The records below are to be quoted in full; please keep every word exact.

#####

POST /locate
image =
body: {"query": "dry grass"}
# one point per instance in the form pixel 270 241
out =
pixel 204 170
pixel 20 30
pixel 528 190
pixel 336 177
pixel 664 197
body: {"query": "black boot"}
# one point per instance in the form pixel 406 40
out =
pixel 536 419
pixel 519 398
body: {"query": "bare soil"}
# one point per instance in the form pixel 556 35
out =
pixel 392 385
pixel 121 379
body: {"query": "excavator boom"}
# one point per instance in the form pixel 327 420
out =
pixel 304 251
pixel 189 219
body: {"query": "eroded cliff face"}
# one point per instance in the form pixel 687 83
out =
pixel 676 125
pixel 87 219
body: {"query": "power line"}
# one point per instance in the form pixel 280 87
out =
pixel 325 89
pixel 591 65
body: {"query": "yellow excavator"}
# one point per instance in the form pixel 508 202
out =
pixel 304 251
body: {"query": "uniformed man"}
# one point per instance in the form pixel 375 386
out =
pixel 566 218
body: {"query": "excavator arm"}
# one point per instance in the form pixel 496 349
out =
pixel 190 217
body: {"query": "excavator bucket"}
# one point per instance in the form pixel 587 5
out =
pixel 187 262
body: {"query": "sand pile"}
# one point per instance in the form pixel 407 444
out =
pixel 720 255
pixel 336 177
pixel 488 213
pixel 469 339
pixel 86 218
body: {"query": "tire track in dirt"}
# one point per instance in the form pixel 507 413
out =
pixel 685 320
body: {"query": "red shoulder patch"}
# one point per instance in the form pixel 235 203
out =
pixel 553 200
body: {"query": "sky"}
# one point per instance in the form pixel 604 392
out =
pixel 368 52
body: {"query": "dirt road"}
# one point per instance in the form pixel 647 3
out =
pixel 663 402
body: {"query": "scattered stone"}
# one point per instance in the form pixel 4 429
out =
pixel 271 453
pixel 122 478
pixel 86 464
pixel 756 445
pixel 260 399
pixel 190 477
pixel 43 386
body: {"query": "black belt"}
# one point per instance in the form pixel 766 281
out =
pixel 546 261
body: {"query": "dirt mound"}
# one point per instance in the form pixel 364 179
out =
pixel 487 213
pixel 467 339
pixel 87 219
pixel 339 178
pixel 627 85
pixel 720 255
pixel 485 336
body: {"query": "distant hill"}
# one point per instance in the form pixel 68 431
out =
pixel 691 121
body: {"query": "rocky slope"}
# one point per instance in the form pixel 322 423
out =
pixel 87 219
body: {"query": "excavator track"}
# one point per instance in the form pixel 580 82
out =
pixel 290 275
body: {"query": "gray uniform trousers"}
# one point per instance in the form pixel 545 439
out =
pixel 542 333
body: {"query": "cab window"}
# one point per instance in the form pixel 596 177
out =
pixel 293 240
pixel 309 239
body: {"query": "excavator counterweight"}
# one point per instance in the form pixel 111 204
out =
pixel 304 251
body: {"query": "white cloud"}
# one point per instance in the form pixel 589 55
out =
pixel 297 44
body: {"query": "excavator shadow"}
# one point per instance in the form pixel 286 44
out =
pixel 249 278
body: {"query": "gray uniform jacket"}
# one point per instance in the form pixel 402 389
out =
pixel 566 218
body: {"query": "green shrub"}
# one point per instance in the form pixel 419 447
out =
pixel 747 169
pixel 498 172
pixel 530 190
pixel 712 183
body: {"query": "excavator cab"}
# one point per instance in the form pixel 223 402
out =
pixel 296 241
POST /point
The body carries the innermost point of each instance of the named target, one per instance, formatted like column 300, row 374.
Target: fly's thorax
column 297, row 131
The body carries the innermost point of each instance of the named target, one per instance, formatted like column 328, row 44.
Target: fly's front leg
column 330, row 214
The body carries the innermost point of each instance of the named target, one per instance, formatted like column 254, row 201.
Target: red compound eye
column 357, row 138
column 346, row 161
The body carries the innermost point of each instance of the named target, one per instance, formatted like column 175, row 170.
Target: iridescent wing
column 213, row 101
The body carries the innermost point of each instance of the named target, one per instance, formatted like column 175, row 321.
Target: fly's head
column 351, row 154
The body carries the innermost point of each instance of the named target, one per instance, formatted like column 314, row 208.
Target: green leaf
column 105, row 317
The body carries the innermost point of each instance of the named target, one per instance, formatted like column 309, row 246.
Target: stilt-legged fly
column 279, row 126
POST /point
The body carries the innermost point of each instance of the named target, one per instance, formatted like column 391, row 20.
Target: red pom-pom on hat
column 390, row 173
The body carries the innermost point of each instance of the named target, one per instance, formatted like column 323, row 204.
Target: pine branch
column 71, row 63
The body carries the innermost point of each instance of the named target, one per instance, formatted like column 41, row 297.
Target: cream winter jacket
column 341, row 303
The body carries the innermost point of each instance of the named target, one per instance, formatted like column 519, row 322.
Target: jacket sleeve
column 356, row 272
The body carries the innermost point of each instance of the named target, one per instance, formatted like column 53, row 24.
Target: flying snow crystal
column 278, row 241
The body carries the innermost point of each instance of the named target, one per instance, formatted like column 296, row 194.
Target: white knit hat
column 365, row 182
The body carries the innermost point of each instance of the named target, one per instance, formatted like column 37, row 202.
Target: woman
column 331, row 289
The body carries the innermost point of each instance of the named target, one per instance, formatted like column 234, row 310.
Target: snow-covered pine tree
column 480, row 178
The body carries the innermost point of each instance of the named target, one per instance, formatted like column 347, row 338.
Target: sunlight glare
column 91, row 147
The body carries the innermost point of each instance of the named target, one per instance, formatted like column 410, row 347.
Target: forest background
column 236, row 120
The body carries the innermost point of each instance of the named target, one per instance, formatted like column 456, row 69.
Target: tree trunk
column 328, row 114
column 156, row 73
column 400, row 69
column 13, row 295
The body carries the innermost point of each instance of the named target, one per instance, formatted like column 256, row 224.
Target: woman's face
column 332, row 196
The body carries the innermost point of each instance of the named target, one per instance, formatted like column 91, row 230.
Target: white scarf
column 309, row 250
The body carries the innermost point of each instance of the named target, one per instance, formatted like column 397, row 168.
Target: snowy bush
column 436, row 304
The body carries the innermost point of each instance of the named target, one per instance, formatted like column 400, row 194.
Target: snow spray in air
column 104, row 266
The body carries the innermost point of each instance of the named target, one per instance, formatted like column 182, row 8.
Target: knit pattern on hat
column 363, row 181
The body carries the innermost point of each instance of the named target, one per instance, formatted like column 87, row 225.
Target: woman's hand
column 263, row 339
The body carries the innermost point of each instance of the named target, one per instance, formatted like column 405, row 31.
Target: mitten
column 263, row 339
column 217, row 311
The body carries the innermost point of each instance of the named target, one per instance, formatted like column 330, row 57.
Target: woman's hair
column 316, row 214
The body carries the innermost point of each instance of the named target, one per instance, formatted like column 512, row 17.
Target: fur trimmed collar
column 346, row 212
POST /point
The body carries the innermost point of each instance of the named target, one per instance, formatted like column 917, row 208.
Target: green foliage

#####

**Response**
POST /locate
image =
body: {"query": "dry grass"}
# one point per instance in the form pixel 270 241
out =
pixel 204 170
pixel 20 30
pixel 528 190
pixel 336 177
pixel 664 197
body: {"query": "black boot"}
# one point per instance in the form pixel 406 40
out =
pixel 536 419
pixel 519 398
body: {"query": "bare soil"}
# one point per instance in the form pixel 556 35
out =
pixel 392 385
pixel 121 379
body: {"query": "excavator boom"}
# one point per instance in the form pixel 327 420
out =
pixel 304 251
pixel 189 219
body: {"query": "eroded cliff face"}
# one point per instance in the form pixel 687 83
out =
pixel 676 125
pixel 87 219
body: {"query": "power line"}
# one point per instance in the form pixel 280 87
out =
pixel 325 89
pixel 591 65
body: {"query": "yellow excavator"}
# one point per instance in the form pixel 508 202
out =
pixel 304 251
body: {"query": "uniformed man"}
# one point per instance in the form pixel 375 386
out =
pixel 566 218
body: {"query": "excavator arm"}
# one point per instance in the form pixel 496 349
out =
pixel 190 217
body: {"query": "excavator bucket"}
# one point per instance in the form pixel 587 5
out =
pixel 187 262
body: {"query": "sand pile"}
# one point per instance in the form pixel 407 444
out =
pixel 720 255
pixel 336 177
pixel 488 213
pixel 469 339
pixel 86 218
body: {"query": "tire track in dirt"}
# one point per instance in the form pixel 507 413
out =
pixel 685 320
body: {"query": "red shoulder patch"}
# one point per instance in the form pixel 235 203
out =
pixel 553 200
body: {"query": "sky"}
# one point per instance in the form pixel 604 392
out =
pixel 368 52
body: {"query": "dirt road"}
# one point per instance in the form pixel 647 3
out =
pixel 663 402
body: {"query": "scattered stone"}
# one point per instance in the form pixel 4 429
out =
pixel 271 453
pixel 122 478
pixel 86 464
pixel 756 445
pixel 260 399
pixel 190 477
pixel 43 386
body: {"query": "black belt"}
# one point per instance in the form pixel 766 281
out =
pixel 546 261
body: {"query": "dirt mound"}
# one point per instance in the form pixel 364 179
out =
pixel 487 213
pixel 467 339
pixel 87 219
pixel 339 178
pixel 627 85
pixel 720 255
pixel 485 336
body: {"query": "distant hill"}
# one point per instance in the form pixel 68 431
out =
pixel 691 121
body: {"query": "rocky slope"}
# one point per instance in the form pixel 322 423
out =
pixel 87 219
body: {"query": "excavator track"}
# one point per instance in the form pixel 580 82
out =
pixel 290 275
body: {"query": "gray uniform trousers"}
# one point per instance in the form pixel 545 439
out =
pixel 542 333
body: {"query": "cab window"}
# one point per instance in the form pixel 596 177
out =
pixel 293 240
pixel 309 239
body: {"query": "excavator counterweight"}
# one point per instance in the form pixel 111 204
out =
pixel 304 251
body: {"query": "white cloud"}
# one point per instance in the form pixel 589 55
out =
pixel 297 44
body: {"query": "excavator shadow"}
# one point per instance in the form pixel 286 44
out =
pixel 249 278
body: {"query": "gray uniform jacket"}
# one point per instance in the form pixel 402 389
out =
pixel 566 218
body: {"query": "green shrub"}
# one point per instance in the form pixel 419 447
out =
pixel 747 169
pixel 498 172
pixel 530 190
pixel 712 183
body: {"query": "excavator cab"}
# one point per instance in the form pixel 223 402
out =
pixel 296 241
POST /point
The body carries the innermost point of each instance of the named target, one per instance, formatted like column 300, row 374.
Target: fly's thorax
column 297, row 131
The body carries the innermost point of each instance of the named target, one per instance, formatted like column 328, row 44.
Target: fly's front leg
column 330, row 214
The body carries the innermost point of each instance of the named target, one per instance, formatted like column 254, row 201.
Target: red compound eye
column 357, row 138
column 346, row 161
The body carries the innermost point of each instance of the named target, one per instance, formatted like column 175, row 170.
Target: iridescent wing
column 213, row 101
The body carries the innermost point of each instance of the named target, one per instance, formatted like column 175, row 321.
Target: fly's head
column 351, row 154
The body carries the innermost point of each instance of the named target, one per instance, formatted like column 314, row 208.
Target: green leaf
column 105, row 317
The body carries the innermost point of each instance of the named target, one per instance, formatted like column 309, row 246.
Target: stilt-legged fly
column 279, row 126
POST /point
The body carries the innermost point of each instance of the named target, one per instance, formatted like column 391, row 20.
Target: red pom-pom on hat
column 390, row 173
The body carries the innermost point of each instance of the named target, one per instance, formatted like column 323, row 204.
Target: pine branch
column 71, row 63
The body carries the innermost point of each instance of the named target, one per instance, formatted like column 41, row 297.
Target: cream winter jacket
column 341, row 303
The body carries the innermost point of each instance of the named target, one per instance, formatted like column 519, row 322.
Target: jacket sleeve
column 356, row 272
The body carries the innermost point of each instance of the named target, one per instance, formatted like column 53, row 24.
Target: flying snow crystal
column 278, row 241
The body carries the innermost point of each instance of the named target, one per instance, formatted like column 296, row 194.
Target: white knit hat
column 365, row 182
The body carries the innermost point of each instance of the named target, one per instance, formatted like column 37, row 202.
Target: woman
column 331, row 289
The body carries the innermost point of each instance of the named target, one per instance, formatted like column 234, row 310.
Target: snow-covered pine tree
column 480, row 178
The body carries the innermost point of each instance of the named target, one per instance, formatted like column 347, row 338.
Target: sunlight glare
column 91, row 147
The body carries the innermost point of each instance of the named target, one per instance, formatted like column 410, row 347.
Target: forest background
column 236, row 120
The body carries the innermost point of each instance of the named target, one per instance, formatted like column 456, row 69.
Target: tree trunk
column 328, row 114
column 156, row 73
column 400, row 69
column 13, row 295
The body carries the innermost point of each instance of the named target, one per instance, formatted like column 256, row 224.
Target: woman's face
column 332, row 196
The body carries the innermost point of each instance of the named target, one per instance, formatted like column 91, row 230.
Target: white scarf
column 309, row 250
The body carries the innermost point of each instance of the named target, one per instance, formatted like column 397, row 168.
Target: snowy bush
column 436, row 304
The body carries the innermost point of each instance of the named target, one per instance, formatted like column 400, row 194.
Target: snow spray in air
column 104, row 266
The body carries the innermost point of each instance of the named target, one per instance, formatted like column 182, row 8.
Target: knit pattern on hat
column 363, row 181
The body carries the innermost point of each instance of the named target, one per instance, formatted like column 87, row 225.
Target: woman's hand
column 263, row 339
The body carries the innermost point of each instance of the named target, one per instance, formatted like column 405, row 31.
Target: mitten
column 263, row 339
column 217, row 311
The body carries the innermost point of each instance of the named target, one per instance, formatted like column 330, row 57.
Target: woman's hair
column 316, row 214
The body carries the innermost point of each instance of the named target, one per instance, formatted like column 512, row 17.
Target: fur trimmed collar
column 346, row 212
POST /point
The body carries the innermost point of each instance of the named target, one per instance, formatted like column 917, row 208.
Target: green foliage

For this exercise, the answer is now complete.